* _Task_: From the first line of the records through the line containing "sponsor logo on sleeve?", retype every line exactly and nothing else.

----

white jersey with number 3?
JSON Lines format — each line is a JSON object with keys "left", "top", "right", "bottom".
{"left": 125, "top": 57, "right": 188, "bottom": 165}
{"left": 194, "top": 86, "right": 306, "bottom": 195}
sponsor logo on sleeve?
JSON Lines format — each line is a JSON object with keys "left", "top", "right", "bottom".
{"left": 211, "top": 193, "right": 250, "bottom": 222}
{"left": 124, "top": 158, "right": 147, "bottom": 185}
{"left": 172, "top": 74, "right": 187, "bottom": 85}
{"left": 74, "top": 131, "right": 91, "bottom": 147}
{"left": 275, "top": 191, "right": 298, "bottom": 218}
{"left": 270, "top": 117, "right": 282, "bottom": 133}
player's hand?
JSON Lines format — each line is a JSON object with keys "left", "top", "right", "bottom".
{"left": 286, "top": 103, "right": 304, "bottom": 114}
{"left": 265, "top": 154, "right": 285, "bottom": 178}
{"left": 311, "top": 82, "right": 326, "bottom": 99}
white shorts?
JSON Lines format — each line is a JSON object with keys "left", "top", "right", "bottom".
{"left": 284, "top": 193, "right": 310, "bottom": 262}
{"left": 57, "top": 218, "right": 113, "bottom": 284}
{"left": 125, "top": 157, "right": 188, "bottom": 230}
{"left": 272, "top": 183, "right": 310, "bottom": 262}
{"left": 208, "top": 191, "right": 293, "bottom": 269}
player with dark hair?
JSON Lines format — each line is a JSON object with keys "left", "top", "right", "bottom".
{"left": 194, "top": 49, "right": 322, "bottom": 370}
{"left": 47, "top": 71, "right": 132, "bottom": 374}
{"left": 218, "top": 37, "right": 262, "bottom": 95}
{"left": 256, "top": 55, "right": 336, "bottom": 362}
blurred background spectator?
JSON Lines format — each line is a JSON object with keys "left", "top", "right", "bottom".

----

* _Exercise answer_:
white jersey with number 3?
JSON Lines format — each line is a JSON object with keys "left", "top", "right", "bottom".
{"left": 125, "top": 57, "right": 188, "bottom": 165}
{"left": 194, "top": 86, "right": 306, "bottom": 195}
sponsor logo on sleeve?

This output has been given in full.